Which lines in the data below contain the string "blurry"? Pick out each such line and copy it.

********************

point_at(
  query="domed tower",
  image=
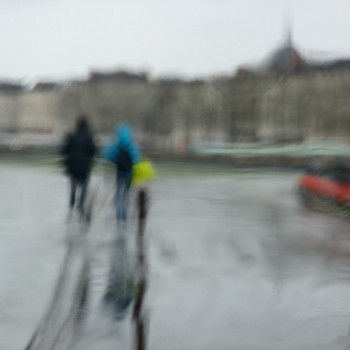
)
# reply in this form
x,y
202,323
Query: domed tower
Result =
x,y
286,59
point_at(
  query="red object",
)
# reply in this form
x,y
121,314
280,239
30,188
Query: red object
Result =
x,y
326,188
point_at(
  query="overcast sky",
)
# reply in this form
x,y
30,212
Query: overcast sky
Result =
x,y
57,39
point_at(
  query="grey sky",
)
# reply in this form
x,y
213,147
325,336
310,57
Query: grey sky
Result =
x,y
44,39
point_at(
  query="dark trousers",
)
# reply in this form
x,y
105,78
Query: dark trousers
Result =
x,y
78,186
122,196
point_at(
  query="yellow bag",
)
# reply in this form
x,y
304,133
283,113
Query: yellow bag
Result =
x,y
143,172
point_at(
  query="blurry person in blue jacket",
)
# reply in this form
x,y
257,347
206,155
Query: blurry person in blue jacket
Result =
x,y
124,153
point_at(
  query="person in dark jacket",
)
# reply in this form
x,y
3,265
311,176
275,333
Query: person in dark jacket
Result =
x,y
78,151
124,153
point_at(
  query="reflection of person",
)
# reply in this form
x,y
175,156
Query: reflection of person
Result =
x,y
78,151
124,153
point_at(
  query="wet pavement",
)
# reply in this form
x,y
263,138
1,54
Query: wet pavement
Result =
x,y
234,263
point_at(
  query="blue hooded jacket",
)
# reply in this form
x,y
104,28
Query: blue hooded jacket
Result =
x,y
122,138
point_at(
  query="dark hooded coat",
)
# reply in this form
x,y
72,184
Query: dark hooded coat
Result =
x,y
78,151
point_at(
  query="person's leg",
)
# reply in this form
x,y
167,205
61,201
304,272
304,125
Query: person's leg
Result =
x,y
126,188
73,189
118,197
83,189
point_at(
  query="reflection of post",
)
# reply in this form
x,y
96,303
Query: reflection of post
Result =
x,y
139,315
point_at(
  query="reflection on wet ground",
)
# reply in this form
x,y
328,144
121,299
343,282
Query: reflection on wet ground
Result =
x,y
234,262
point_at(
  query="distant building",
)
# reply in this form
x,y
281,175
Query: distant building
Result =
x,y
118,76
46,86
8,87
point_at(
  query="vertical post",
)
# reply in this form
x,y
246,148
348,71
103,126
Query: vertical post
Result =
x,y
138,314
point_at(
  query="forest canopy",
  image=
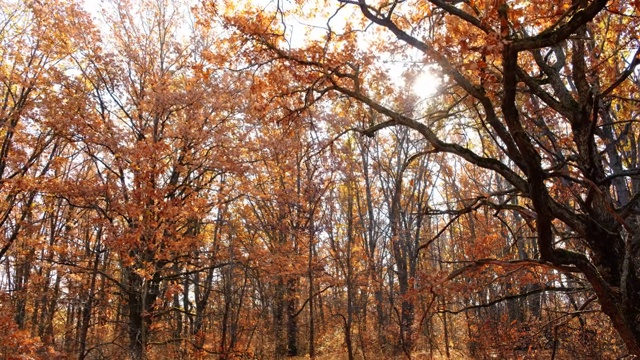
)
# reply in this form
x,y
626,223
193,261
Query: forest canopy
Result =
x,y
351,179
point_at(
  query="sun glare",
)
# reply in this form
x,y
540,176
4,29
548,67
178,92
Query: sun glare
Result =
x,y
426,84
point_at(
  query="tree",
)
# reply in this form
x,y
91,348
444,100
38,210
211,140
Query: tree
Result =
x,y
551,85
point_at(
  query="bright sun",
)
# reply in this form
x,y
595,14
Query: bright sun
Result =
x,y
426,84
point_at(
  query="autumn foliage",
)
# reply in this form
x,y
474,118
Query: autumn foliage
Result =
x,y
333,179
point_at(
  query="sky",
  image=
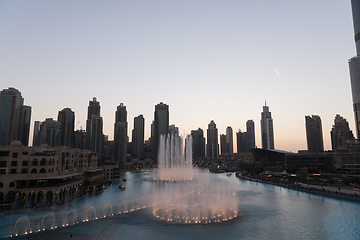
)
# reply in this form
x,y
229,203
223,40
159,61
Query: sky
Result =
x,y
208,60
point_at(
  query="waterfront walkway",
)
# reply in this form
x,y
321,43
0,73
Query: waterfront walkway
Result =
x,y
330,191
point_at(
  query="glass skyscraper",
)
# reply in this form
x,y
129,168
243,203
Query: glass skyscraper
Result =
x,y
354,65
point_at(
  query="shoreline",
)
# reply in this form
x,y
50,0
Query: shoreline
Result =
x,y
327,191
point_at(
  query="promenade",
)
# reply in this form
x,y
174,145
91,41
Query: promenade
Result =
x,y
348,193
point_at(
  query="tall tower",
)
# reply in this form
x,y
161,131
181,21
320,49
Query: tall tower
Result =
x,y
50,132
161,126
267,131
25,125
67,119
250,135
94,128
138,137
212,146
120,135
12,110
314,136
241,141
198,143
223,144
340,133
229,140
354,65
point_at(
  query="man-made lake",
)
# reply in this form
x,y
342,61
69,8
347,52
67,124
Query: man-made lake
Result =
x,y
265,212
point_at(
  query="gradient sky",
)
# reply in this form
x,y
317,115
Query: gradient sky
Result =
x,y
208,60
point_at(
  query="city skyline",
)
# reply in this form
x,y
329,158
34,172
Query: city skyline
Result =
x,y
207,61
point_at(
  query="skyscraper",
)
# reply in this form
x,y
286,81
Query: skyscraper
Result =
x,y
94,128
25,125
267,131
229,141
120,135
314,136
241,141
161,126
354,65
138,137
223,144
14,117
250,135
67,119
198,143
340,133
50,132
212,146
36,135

********************

_RESULT_
  query="blurry person in blue jacket",
Query: blurry person in blue jacket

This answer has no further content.